● **EXERCISE MATERIAL**

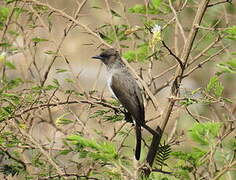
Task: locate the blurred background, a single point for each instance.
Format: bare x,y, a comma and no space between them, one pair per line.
62,91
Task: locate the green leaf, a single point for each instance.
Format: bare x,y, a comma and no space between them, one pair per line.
62,120
56,82
65,151
9,1
138,8
61,70
205,133
140,54
10,65
156,3
37,39
231,33
215,87
114,13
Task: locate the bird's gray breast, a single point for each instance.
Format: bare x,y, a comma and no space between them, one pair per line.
109,82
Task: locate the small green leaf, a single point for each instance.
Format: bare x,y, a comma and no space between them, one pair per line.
156,3
114,13
215,87
37,40
65,151
62,120
205,133
138,8
10,65
61,70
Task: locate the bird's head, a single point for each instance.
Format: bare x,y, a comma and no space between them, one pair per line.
108,56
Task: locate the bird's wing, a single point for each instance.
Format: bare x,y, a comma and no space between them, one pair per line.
129,94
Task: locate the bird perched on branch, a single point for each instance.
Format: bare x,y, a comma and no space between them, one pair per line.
124,87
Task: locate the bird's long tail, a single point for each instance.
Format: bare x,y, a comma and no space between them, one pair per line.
138,141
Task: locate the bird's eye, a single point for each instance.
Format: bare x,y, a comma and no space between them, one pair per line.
104,56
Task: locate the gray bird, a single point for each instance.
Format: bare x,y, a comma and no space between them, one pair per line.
125,88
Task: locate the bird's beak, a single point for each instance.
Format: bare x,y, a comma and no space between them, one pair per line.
97,57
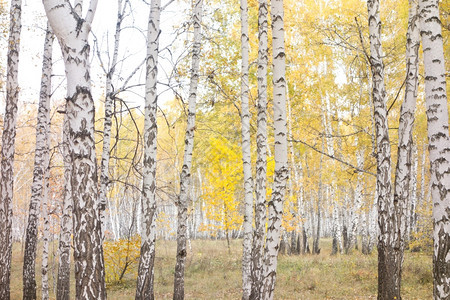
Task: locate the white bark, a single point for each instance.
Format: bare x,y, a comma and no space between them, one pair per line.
145,280
8,143
357,200
438,140
281,172
46,233
63,284
72,32
41,158
187,160
246,156
109,101
261,149
405,143
387,282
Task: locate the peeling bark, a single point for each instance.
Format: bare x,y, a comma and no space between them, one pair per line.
281,172
405,143
246,156
387,281
261,149
40,173
438,140
8,148
185,175
145,280
72,32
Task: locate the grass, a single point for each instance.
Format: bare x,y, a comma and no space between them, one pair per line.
213,273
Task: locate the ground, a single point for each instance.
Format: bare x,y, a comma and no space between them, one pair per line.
212,272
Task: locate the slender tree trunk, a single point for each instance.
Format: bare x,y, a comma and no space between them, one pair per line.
46,232
63,284
246,156
8,144
261,160
109,103
358,201
40,169
178,292
72,32
281,172
145,280
387,280
405,143
439,142
316,249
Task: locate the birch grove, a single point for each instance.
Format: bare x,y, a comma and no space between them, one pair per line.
185,176
439,142
40,173
145,281
246,156
284,191
281,171
72,32
8,148
403,171
261,160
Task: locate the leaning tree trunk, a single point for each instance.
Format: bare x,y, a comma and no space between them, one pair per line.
72,32
41,159
63,283
109,102
7,152
46,231
178,291
387,279
439,142
281,171
261,160
246,156
405,144
145,280
353,242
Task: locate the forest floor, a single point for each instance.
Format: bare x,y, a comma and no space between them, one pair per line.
214,272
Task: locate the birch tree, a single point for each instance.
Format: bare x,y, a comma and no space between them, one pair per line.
386,265
178,292
144,288
281,171
246,156
438,140
72,32
8,148
63,282
109,101
261,148
405,144
40,172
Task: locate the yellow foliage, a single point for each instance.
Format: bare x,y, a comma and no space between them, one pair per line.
121,258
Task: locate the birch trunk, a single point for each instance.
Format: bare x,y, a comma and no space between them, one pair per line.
439,142
72,32
40,171
63,284
178,292
261,149
46,232
8,148
405,143
387,281
109,102
246,156
145,280
358,201
281,172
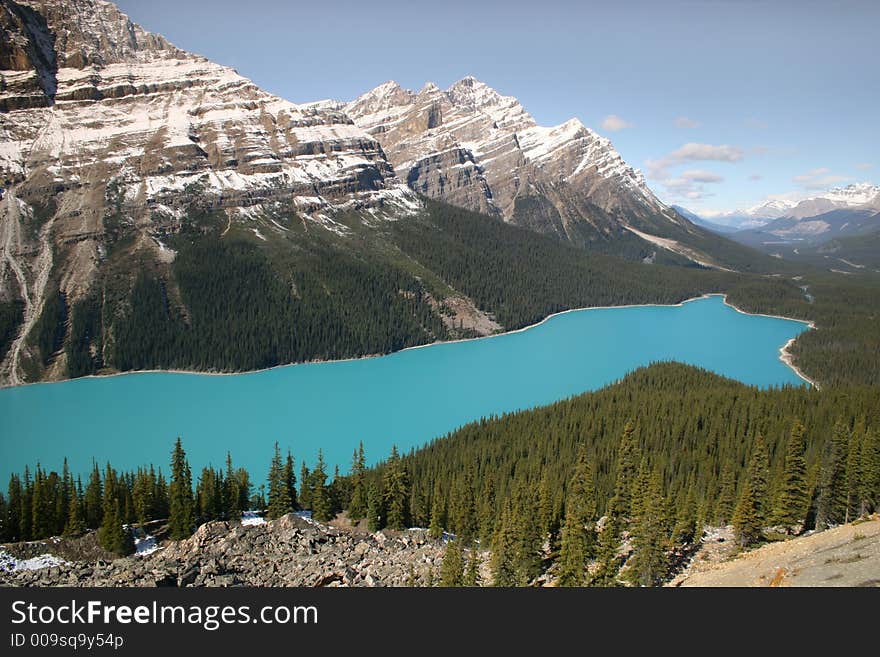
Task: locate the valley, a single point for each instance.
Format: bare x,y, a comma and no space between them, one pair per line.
435,337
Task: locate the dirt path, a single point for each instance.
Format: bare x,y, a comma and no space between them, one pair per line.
32,296
844,556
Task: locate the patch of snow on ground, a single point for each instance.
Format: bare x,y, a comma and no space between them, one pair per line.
9,564
252,518
146,545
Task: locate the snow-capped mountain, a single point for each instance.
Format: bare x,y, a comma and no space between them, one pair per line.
840,212
474,147
109,131
858,196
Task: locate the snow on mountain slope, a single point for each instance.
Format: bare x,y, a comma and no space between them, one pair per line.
858,196
108,130
472,146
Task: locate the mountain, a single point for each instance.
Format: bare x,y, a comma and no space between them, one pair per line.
704,223
160,211
850,255
473,147
754,216
112,139
858,197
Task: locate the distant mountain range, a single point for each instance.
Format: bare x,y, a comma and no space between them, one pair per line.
142,184
841,212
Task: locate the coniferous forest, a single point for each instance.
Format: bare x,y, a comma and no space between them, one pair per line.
608,488
232,303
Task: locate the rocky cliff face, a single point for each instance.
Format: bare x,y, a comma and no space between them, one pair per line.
471,146
105,127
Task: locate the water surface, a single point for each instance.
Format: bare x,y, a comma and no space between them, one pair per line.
405,398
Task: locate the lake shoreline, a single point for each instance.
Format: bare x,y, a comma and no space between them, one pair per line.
784,355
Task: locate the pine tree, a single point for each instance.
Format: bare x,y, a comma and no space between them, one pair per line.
831,501
357,509
609,545
375,514
42,508
870,472
75,525
232,499
93,501
26,510
726,496
112,536
578,533
649,562
438,513
472,573
12,528
452,568
746,519
290,481
182,513
758,476
305,487
395,488
684,531
487,512
853,476
792,500
279,492
465,509
4,509
629,459
545,505
527,536
503,549
322,507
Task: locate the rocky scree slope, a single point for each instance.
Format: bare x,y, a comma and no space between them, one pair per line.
290,551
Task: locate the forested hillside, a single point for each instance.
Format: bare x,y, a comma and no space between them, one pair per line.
229,301
658,457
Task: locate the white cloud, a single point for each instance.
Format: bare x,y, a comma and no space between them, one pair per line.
690,184
701,176
686,122
613,123
819,178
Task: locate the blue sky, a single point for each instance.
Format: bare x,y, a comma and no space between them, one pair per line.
721,102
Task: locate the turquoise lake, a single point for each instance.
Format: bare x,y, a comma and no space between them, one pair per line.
406,398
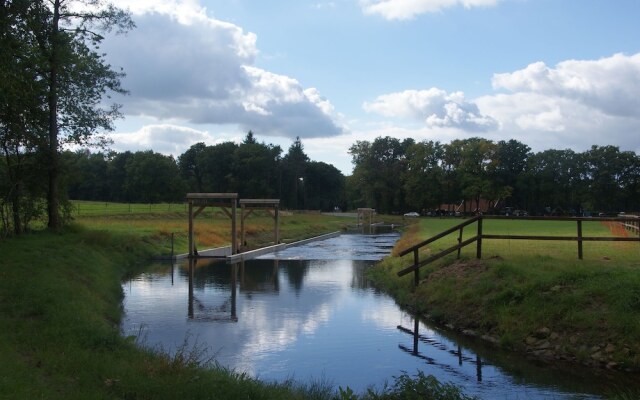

● **PROBLEM REQUIREMENTS**
Write the listing out exactly, apart from its pictures.

● **ANSWER BOX**
Task: locate the blurred background, a single point for each instance.
Format: bare x,y, a comma and no space between them, one pair per line.
62,91
Task: locate the green leaf, a single point for each instance.
Format: bare x,y, a comma and no space between them, one pair per line.
62,120
56,82
65,151
9,1
138,8
61,70
205,133
140,54
10,65
156,3
37,39
231,33
215,87
114,13
Task: locate the bird's gray breast, a single point for each instance.
Format: bare x,y, a comma and no space between them, one pair per line.
109,82
Task: locate the small green leaf, a single point for each instance.
Format: bare x,y, a comma and no space between them, one pair per line.
156,3
114,13
215,87
37,40
65,151
62,120
205,133
138,8
10,65
61,70
Task: locate the bird's head, a single point for each instance.
Format: bare x,y, a comma and no space between them, one pair per line.
108,56
Task: locate the bird's wing, a single point for each instance.
Format: bare x,y, a comma and no space between them, one pair per line.
129,94
Task: locate the bird perched on branch, a single point for each instance.
Format: bare x,y, a comma and no space between them, one pair per line.
124,87
Task: locate the bird's long tail, a single point for each instance.
Format: bare x,y, a comma and no space between them, one pair per line.
138,141
Task: locate the bird's eye, a single point for each instance.
Format: bare x,y, a comma and no space between them, one pair per line.
104,56
Task: locate the gray bird, a single point for each instance.
Format: bare x,y, a comma and no space between them, one pair per line.
125,88
Task: locate the bird's beak, a single point for each instance.
Format: bare x,y, a comma and no space between them, one pair per line.
97,57
Task: locate the white bark, a single point for each instance.
Format: bare x,y, a comma and no space between them, one pair per line.
145,280
8,143
357,200
438,140
281,172
46,233
63,284
72,32
41,158
187,160
246,156
109,101
261,149
405,143
387,282
Task: locate the peeling bark, a single point for each instance.
Format: bare x,y, a comma and no space between them, one pair per line.
281,172
405,143
246,156
387,281
261,149
40,173
438,140
8,148
185,175
145,280
72,32
Task: locate the grass, a single point for each instance.
Format: bare x,y, a comma and no space between them, one pair per line.
213,273
Task: locate the ground, a single point for each instance.
Format: bare x,y, a comma and no space between them, one pair per line.
212,272
Task: locate the slender tree trunk, a single point for each instance.
Format: bare x,y, a comma and no space between them, one pair per line.
46,232
63,284
246,156
8,144
261,160
109,103
358,201
40,169
178,292
72,32
281,172
145,280
387,280
405,143
439,142
316,249
Task: locate the birch grove, a single point for each instance.
Format: bare x,y, a comma and no space between them, one pair per line.
185,176
439,142
40,173
145,281
246,156
284,191
281,171
72,32
8,148
403,171
261,160
Task: locate the leaning tree trunk, a single point for each instance.
Format: bare x,y, a comma and no space between them, one pair per line.
72,32
41,159
63,283
109,102
7,152
46,231
178,291
387,279
439,142
281,171
261,160
246,156
405,144
145,280
353,242
Task: locate the forest floor, a single point for each instance.
Format: bare x,y, a comma and no space between them, one pair per line.
214,272
Task: locate the birch tree, a single point for each instance.
Format: bare x,y, a comma and no space between them, one pair per line.
386,265
178,292
144,288
281,171
246,156
438,140
72,32
8,148
63,282
109,101
261,148
405,144
40,172
Task: locate the yellow foliage, a single point for each instance.
Format: bare x,y, a comma and no space between them, one pair per line.
121,258
Task: locate the birch trunk, a single point for each instance.
Format: bare x,y, a comma and no space between them, one pair per line.
439,142
72,32
40,171
63,284
178,292
261,149
46,232
8,148
405,143
387,281
109,102
246,156
145,280
358,201
281,172
Task: locate the valley, a single point for each instance.
Format: bare x,y, a comma and no space between them, one pair per line.
435,337
Task: locate the dirt path, a single point for each instance.
Format: bare x,y, a comma and no space between them, one pair per line.
32,296
844,556
Task: locate the patch of snow on ground, a single point for each instance.
Format: bare x,y, a comma and no space between them, one pair per line.
9,564
252,518
146,545
Task: locate the snow-capped mountain, a single point for each instance.
Format: bare x,y, a comma and no space between them, one pair per line.
840,212
474,147
109,131
858,196
Task: locate the snow on mountain slope, a single point for each instance.
Format: bare x,y, a comma and no space between them, one pair per line.
858,196
108,130
472,146
Task: locate the mountain, a single point for each instance.
Format: bare x,y, a comma and no space between them, one pair per line.
704,223
160,211
850,255
473,147
754,216
112,139
858,197
Task: locate the distant mountain range, a single point for each instance.
Format: bare x,y, a comma and no space between them, one pair per line.
142,184
841,212
Task: locate the coniferous forest, a single point for each instance.
Format: bare x,y, a comma and no space between them, one pair per line.
608,488
232,303
Task: locate the rocky cliff face, a single point for each instance.
Format: bare x,y, a comma and no space between them, one pair per line.
471,146
105,127
Task: locate the water surface, a single point for each instance.
Format: bare x,y, a comma and no space between them, one pair per line.
405,398
Task: locate the lake shoreline, a single point for each instance.
Format: bare x,y, a comma and no space between them, one pair per line.
784,355
Task: locate the pine tree, a single point for each instance.
Format: bare x,y, a comma and no space between them, one pair per line.
831,501
357,509
609,545
375,514
42,508
870,472
75,525
232,499
93,501
26,510
726,496
112,536
578,533
649,562
438,513
472,573
12,528
452,568
746,519
290,481
182,513
758,476
305,487
395,488
684,531
487,512
853,476
792,500
279,492
465,509
4,509
629,459
545,505
527,536
503,549
322,507
Task: locate the rocky scree slope, a single point for each instance.
Format: bare x,y, a comma and no space between them, one pair per line.
290,551
Task: locate the forested hillside, a single point for each instance.
Format: bare x,y, a comma and no space between them, one pair per line.
229,301
658,457
Task: locate the white cloud, a single point for each instance.
Format: bare x,y, a comma and no space between them, one pair per line.
690,184
701,176
686,122
613,123
819,178
Task: locate the blue sky, a single point for each instance.
Format: bare x,y, a comma and no space between them, one pair per line.
721,102
Task: locate the turquoise lake, a single point for each instance.
Format: bare x,y, a comma and no space between them, one pair per line.
406,398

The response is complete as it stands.